- **REQUIRED WORK**
The answer should be every line below, repeated exactly, with the images left out.

PROVIDED MATERIAL: Begin

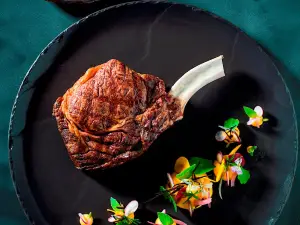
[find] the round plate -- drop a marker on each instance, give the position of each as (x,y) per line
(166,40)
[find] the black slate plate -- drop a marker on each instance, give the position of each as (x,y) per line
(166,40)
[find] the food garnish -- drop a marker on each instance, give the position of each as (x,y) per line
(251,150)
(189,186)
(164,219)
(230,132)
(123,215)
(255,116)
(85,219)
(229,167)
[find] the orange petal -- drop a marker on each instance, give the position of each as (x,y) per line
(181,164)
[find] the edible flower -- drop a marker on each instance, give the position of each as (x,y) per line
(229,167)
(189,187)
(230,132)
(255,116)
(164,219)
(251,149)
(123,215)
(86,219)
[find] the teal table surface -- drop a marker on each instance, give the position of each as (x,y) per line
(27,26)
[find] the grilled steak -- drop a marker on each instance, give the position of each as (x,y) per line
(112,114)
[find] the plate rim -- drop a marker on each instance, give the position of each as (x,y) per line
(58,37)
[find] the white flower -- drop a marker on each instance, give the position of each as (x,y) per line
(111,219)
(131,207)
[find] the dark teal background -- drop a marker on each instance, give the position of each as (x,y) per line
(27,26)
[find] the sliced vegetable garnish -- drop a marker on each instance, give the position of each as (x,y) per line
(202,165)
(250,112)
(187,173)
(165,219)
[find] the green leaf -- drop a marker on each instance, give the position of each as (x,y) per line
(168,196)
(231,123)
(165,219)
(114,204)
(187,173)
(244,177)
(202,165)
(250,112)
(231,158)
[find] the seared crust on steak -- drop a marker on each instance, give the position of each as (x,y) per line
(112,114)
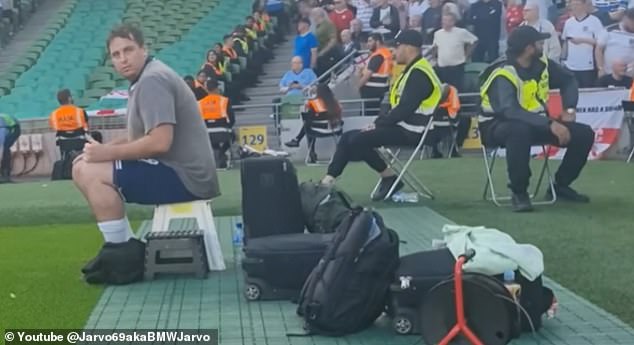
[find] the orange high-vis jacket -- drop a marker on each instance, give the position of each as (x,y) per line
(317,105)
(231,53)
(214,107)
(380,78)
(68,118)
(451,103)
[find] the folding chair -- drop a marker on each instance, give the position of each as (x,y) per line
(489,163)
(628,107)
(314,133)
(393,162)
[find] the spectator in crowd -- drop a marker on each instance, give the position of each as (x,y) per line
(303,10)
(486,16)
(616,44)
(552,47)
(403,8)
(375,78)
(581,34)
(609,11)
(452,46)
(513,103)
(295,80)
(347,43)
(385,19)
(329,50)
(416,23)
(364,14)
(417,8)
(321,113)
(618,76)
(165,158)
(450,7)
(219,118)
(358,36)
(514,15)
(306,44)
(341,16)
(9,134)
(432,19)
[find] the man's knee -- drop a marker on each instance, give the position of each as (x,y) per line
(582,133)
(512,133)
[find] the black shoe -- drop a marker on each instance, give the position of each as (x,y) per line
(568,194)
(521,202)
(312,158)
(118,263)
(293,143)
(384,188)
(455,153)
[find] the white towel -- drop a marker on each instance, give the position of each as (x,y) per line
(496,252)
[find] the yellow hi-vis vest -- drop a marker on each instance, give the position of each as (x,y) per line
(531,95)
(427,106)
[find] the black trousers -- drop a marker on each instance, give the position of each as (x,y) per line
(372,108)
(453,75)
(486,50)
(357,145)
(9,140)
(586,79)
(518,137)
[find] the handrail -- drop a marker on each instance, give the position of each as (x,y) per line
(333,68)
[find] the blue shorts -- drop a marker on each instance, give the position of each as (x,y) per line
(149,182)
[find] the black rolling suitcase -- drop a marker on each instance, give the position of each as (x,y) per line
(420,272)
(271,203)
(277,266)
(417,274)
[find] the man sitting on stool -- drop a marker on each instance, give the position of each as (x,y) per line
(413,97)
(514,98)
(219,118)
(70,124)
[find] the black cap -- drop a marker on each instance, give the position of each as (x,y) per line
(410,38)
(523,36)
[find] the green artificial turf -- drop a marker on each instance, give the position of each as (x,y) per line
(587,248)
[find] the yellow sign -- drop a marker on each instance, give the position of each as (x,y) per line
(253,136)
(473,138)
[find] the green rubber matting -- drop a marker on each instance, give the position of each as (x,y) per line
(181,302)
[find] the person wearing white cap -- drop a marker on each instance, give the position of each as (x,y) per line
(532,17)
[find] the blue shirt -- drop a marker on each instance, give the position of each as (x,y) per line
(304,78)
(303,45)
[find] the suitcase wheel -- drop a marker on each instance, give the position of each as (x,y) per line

PROVIDED MATERIAL: End

- **RESULT OF THIS TASK**
[find] the round plate -- drop a marker on each instance, give the position of each as (x,y) per line
(166,40)
[find] the black slate plate -- drop a marker on each instance, give the position of each as (x,y) per line
(166,40)
[find] the food garnish -- drop a marker on each instance, give the position of each as (x,y) per line
(251,150)
(189,186)
(164,219)
(230,132)
(123,215)
(255,116)
(85,219)
(229,167)
[find] the orange petal -- drop a marker on each instance, give the position of each as (x,y) per line
(181,164)
[find] the edible flower -- drop a marker on each instance, give the position of each as (x,y) per line
(229,167)
(189,187)
(230,132)
(255,116)
(164,219)
(251,149)
(123,215)
(86,219)
[find] the teal table surface -- drop a marker on each instance, give the position of each as (x,y) per line
(27,26)
[find] the grilled steak -- drop a marker on each instance, give the position of each as (x,y) per line
(112,114)
[find] the plate rim -- drop a marker on each instance, give the position of each as (x,y) per line
(58,37)
[find] the white flower -- drop a marker on each instance, give the position of each as (x,y) per line
(111,219)
(131,207)
[find] the dark teal background -- drop a marker on each instance, give the position of each as (x,y) per line
(27,26)
[find] the sliced vegetable garnish -- drop a marker on each instance, give the position of each as (x,y) per line
(202,165)
(250,112)
(187,173)
(165,219)
[find] the green leaf -- drop a marker on each instance, give the position of each as (x,y) per line
(168,196)
(231,123)
(165,219)
(114,204)
(187,173)
(244,177)
(202,165)
(250,112)
(231,158)
[find] the seared crust on steak -- drop a marker on each instance, give the position of each as (x,y) per line
(112,114)
[find] the orange high-vis jacket -- drop a marker on each instance, give the position of each as (x,y) per line
(317,105)
(231,53)
(214,107)
(380,78)
(68,118)
(451,103)
[find] the folding chair -- drop a marker on each instance, give the position of each as (x,y) per line
(489,163)
(628,107)
(314,133)
(393,162)
[find] the spectator in crowd -- drop a marker on each instance, give the position of each as (x,y) per line
(303,10)
(486,16)
(616,44)
(552,47)
(403,8)
(375,78)
(581,34)
(609,11)
(452,46)
(513,103)
(295,80)
(347,43)
(385,19)
(329,50)
(416,23)
(364,14)
(417,8)
(321,113)
(618,76)
(165,158)
(450,7)
(219,118)
(358,36)
(514,15)
(306,44)
(341,16)
(9,134)
(432,19)
[find] the man's knee -- drop a marker on each instance, give the position of each as (x,y) per line
(582,133)
(512,133)
[find] the black shoe -- drop a marker on each instance, give the position of each as (x,y) per line
(568,194)
(521,202)
(312,158)
(118,263)
(293,143)
(384,188)
(455,153)
[find] the white towel -- drop a marker on each instance, give the position of each as (x,y) per line
(496,252)
[find] the yellow hi-vis vest -- drop a marker on each instance, give the position of each as (x,y) per line
(531,95)
(427,106)
[find] the black trousers -- drop a marker on each instance, give the position of each as (x,y) per line
(372,108)
(453,75)
(486,50)
(357,145)
(9,140)
(586,79)
(518,137)
[find] the handrail -- drop a marker on each instance, give the position of each as (x,y) per line
(333,68)
[find] the blue shorts -- drop a marker on each instance, give the position of each as (x,y) per line
(149,182)
[find] the black rolling suitcase -- drop a marker on each instance, give the position of each as (x,y) per line
(420,272)
(271,203)
(277,266)
(417,274)
[find] the man sitting on stool -- drop a marker on each instance, give the position of each as (x,y) per line
(413,97)
(514,98)
(219,118)
(70,124)
[find] the black cap -- drop a marker on each instance, give the position of each as (x,y) per line
(410,38)
(523,36)
[find] the green artificial turf -- drop a marker on each instance, give the position of each as (x,y) per line
(587,248)
[find] the yellow sign -- drop a marker on each instance, give the position of each as (x,y) per line
(253,136)
(473,138)
[find] the green rubber matting -- drop a marker on each instance, give the position of each as (x,y) per line
(181,302)
[find] the person wearing white cap -- drop a marker on each instance, give the position of each as (x,y) per line
(532,17)
[find] the blue shirt -- drop a marker on each instance, give the position of each as (x,y) per line
(304,78)
(303,45)
[find] the suitcase wheel -- drop a marker on each instance, give the position of each as (x,y) per line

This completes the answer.